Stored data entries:
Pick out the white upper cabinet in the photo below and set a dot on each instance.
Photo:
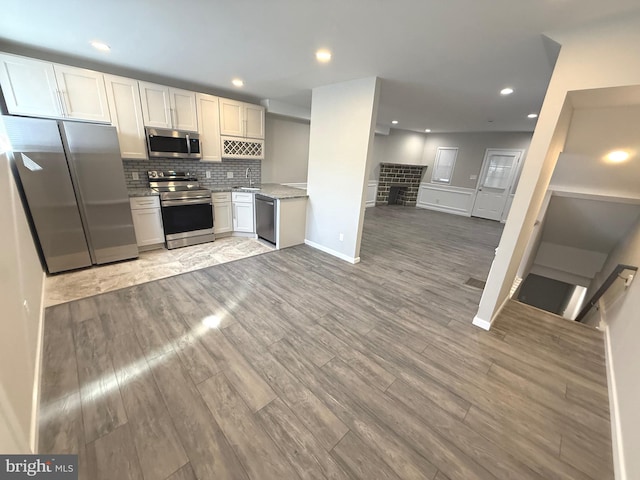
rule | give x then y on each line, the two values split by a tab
83	94
209	127
126	115
165	107
239	119
42	89
29	87
156	106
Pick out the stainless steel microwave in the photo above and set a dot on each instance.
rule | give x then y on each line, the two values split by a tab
173	143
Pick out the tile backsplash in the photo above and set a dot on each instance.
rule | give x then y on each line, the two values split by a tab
199	169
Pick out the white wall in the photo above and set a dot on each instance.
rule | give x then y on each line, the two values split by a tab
620	315
406	147
21	290
287	150
593	133
400	146
343	118
471	150
600	56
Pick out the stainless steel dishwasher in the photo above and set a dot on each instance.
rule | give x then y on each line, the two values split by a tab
266	218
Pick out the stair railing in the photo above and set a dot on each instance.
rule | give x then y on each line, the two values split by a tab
615	275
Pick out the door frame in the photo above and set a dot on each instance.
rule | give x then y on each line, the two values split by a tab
514	175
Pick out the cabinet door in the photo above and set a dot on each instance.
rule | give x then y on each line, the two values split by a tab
183	110
156	105
29	87
83	94
147	223
231	117
243	217
254	121
126	115
209	127
223	221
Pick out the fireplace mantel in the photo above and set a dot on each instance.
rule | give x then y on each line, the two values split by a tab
400	175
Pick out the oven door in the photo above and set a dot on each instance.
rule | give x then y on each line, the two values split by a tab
187	218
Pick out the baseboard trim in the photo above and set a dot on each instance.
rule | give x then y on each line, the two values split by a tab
330	251
486	324
614	411
482	323
37	379
452	210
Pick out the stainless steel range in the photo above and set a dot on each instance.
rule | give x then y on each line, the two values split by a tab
187	213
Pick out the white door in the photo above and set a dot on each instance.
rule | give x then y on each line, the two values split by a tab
223	218
29	87
183	110
497	176
83	94
209	127
231	117
254	121
126	116
147	224
156	105
243	217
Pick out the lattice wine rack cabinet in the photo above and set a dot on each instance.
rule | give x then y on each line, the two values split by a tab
233	147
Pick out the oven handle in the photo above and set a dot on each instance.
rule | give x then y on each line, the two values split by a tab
187	201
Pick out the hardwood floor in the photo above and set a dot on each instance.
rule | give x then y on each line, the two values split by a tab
297	365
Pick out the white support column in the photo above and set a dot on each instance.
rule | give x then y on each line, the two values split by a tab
343	118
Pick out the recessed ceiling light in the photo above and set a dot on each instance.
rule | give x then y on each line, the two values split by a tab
103	47
617	156
323	56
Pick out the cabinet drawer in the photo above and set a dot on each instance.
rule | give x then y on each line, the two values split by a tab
242	197
221	197
144	202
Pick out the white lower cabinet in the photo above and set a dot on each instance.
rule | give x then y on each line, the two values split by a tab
223	213
147	221
243	216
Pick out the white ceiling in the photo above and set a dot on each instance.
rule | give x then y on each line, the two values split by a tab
588	224
442	62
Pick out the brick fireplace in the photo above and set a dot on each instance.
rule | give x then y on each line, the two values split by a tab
398	184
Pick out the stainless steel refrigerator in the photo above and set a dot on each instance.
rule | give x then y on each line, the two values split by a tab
72	178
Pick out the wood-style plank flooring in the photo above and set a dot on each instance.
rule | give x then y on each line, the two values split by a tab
297	365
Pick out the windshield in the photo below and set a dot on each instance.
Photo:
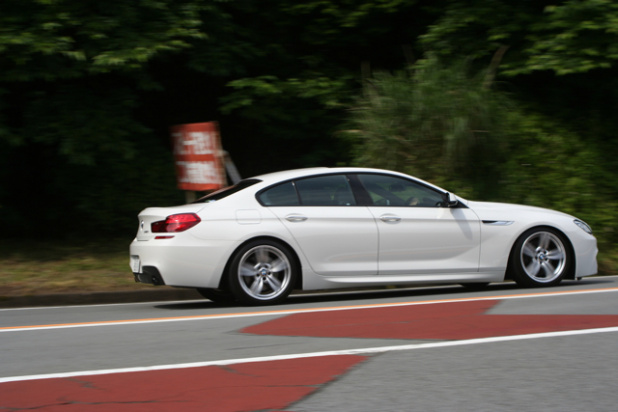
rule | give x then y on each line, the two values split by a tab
226	191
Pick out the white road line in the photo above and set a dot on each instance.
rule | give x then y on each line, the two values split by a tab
283	312
360	351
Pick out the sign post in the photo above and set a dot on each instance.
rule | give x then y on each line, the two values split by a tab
198	157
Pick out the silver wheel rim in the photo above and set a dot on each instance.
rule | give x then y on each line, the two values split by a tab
543	257
264	272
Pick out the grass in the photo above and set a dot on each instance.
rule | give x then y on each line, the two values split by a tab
44	267
37	267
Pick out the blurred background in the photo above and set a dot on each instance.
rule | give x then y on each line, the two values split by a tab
503	100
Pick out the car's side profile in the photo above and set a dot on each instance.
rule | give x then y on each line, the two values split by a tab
324	228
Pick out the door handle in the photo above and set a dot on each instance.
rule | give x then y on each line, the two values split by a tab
295	218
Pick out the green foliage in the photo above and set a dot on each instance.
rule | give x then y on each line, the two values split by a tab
431	121
444	125
44	39
569	36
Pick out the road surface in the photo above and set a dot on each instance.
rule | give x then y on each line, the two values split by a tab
418	349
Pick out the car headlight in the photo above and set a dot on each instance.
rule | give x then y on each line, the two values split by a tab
583	226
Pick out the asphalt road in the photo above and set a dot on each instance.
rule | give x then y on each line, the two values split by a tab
421	349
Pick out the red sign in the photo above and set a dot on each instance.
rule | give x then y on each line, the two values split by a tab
198	156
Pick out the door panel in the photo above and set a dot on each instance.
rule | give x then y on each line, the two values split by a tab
336	241
427	240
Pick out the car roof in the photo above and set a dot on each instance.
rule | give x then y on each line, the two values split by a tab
275	177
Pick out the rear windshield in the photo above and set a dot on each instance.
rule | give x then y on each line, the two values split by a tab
226	191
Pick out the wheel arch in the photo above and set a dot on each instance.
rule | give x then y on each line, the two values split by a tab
223	282
567	242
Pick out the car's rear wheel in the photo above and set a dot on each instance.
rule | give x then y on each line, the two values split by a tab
541	257
262	272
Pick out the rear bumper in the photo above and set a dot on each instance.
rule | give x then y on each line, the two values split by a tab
181	261
149	275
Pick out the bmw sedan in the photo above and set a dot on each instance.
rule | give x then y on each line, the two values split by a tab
326	228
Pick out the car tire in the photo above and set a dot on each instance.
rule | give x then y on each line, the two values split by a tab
217	296
262	272
541	257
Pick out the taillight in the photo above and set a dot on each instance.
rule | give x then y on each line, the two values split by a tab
176	223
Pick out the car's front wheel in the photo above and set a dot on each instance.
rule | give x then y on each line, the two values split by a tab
541	257
262	272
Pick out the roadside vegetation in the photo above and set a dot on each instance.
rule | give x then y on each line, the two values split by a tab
44	267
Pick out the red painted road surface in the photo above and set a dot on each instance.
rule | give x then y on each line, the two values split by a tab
275	385
263	386
445	321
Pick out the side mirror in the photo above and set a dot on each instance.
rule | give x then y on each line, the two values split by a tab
450	200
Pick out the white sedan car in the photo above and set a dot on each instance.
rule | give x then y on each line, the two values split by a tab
327	228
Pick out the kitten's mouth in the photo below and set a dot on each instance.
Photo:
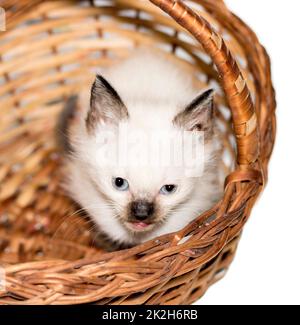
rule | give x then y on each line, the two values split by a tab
139	226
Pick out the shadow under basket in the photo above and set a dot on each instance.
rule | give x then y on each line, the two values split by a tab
48	52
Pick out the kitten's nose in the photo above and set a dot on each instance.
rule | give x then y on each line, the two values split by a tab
141	210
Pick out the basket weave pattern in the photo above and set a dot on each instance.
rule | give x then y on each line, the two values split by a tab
46	246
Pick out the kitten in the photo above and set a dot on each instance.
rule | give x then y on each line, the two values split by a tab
131	203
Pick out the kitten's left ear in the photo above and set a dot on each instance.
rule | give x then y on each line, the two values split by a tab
198	115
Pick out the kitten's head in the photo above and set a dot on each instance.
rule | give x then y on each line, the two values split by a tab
129	201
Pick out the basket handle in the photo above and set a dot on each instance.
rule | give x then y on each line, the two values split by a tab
234	85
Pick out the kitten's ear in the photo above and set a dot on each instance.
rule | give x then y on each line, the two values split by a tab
106	106
198	115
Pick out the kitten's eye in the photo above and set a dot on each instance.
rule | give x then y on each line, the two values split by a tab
120	184
168	189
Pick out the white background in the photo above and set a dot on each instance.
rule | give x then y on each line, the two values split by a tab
266	269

■ **Task directions**: Return only the lines running from the start of the entries above to the line that contains "Pick out the baseboard", inclusive, and omit every picture.

■ **Your solution**:
Pick out the white upper cabinet in the photo below and set a dot on each instance.
Photo:
rule | give x then y on each line, the two values split by a tab
83	94
209	127
126	115
165	107
239	119
42	89
29	87
156	106
Pick out the stainless steel microwave in the photo above and set a dot on each instance.
rule | give x then y on each line, the two values split by a tab
173	143
Pick out the tile backsplash in the photo above and set a dot on each instance.
rule | give x then y on each line, the two values split by a tab
199	169
Pick out the white wall in the photo above and set a dot on each instance.
rule | give x then y on each line, the two values split by a tab
620	315
406	147
21	290
287	150
593	133
400	146
343	118
471	150
600	56
Pick out the stainless steel dishwasher in the photo above and set a dot on each instance.
rule | give x then y on each line, the two values split by a tab
266	218
Pick out the stair railing in the photo above and set a dot on each instance.
rule | give x then y on each line, the two values split by a tab
615	275
Pick out the door frame in the photo above and set a dot on each instance.
rule | give x then y on each line, the two values split by a tab
514	175
Pick out the cabinet door in the photo above and set a dot on each instance.
rule | give x then y on each line, the two values split by a tab
183	110
156	105
29	87
83	94
147	223
231	117
243	217
254	121
126	115
209	127
223	221
Pick out the fireplace mantel in the photo above and set a dot on each instance.
rule | give x then y on each line, the two values split by a tab
400	175
Pick out the oven door in the photo above and set a dot on each instance.
rule | give x then y on each line, the two values split by a tab
187	218
Pick out the baseboard trim in the photo above and set a dot on each instance.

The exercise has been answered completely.